Count the lines in the material below that contain the string "building". Reply with the number only.

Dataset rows
*-*-*
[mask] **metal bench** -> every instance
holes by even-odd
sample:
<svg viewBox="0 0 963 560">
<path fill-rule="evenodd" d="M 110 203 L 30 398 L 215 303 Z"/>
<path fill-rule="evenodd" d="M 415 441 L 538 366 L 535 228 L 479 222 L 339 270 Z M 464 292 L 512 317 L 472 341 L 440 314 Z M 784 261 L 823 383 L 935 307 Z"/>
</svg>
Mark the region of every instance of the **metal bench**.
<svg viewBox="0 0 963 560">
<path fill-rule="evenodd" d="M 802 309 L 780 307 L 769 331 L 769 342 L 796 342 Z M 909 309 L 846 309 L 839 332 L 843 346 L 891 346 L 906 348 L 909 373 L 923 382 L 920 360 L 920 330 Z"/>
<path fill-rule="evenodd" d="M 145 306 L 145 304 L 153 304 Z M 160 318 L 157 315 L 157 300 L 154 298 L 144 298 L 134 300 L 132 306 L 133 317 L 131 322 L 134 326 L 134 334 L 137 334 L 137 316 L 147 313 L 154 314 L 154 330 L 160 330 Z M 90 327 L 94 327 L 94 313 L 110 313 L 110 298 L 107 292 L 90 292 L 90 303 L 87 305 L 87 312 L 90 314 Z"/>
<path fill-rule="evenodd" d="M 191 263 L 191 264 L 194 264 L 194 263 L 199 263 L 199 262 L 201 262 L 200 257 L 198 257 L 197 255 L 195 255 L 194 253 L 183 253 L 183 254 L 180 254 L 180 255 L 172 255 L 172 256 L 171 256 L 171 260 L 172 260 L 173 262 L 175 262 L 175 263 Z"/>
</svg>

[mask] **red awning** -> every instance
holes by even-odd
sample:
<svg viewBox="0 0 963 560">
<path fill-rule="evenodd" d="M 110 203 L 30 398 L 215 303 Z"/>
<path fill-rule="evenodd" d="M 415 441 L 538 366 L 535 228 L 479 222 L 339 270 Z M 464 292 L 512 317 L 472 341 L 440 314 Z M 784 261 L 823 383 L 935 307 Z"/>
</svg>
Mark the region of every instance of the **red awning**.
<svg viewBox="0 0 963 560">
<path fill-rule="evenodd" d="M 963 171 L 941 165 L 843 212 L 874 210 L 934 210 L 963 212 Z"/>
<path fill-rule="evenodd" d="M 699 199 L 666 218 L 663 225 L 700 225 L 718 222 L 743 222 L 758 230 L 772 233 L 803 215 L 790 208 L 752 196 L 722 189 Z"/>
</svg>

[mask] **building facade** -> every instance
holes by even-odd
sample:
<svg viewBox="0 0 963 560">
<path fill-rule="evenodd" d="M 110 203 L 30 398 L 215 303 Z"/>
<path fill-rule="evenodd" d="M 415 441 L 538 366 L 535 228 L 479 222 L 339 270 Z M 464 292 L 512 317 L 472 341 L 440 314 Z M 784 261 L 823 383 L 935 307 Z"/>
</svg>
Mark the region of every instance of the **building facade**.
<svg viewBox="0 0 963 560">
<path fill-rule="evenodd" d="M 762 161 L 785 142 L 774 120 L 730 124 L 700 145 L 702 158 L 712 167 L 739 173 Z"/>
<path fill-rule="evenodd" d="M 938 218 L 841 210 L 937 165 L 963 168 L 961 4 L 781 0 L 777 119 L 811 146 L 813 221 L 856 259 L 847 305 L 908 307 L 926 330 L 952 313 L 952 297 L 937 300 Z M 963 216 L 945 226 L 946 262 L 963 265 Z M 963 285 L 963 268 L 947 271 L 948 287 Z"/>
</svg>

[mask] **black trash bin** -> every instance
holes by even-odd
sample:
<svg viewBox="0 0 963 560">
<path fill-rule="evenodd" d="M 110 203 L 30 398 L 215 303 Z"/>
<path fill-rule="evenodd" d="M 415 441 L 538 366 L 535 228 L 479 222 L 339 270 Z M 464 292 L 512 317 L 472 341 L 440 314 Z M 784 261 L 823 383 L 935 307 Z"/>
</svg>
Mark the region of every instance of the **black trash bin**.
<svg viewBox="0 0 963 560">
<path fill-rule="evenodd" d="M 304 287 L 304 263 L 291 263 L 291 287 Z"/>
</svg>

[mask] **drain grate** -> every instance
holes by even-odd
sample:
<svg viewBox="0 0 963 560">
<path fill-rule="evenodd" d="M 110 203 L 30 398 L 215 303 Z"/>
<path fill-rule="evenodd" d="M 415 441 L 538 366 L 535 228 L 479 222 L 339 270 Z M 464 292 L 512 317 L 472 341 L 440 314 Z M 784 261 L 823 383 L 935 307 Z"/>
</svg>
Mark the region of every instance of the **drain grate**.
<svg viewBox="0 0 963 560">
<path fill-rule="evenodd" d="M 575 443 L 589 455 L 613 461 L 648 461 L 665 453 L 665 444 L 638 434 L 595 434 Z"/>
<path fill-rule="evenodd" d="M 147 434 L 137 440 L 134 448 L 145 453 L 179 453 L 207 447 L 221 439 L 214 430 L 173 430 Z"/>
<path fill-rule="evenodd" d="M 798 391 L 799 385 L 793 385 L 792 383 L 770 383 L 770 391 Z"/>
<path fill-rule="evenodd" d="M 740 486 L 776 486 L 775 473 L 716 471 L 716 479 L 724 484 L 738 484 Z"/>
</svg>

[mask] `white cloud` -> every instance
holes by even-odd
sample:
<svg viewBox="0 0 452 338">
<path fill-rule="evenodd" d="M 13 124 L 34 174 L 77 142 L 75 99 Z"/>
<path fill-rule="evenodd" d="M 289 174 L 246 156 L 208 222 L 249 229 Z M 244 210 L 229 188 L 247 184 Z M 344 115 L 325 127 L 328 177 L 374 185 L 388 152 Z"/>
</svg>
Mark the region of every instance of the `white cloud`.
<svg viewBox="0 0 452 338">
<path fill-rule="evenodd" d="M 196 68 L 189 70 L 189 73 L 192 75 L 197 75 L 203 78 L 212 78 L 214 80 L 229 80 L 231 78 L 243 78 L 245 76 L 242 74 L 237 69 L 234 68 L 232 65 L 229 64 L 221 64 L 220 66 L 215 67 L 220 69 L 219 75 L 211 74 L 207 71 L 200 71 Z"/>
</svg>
*-*-*
Solution to the exercise: 2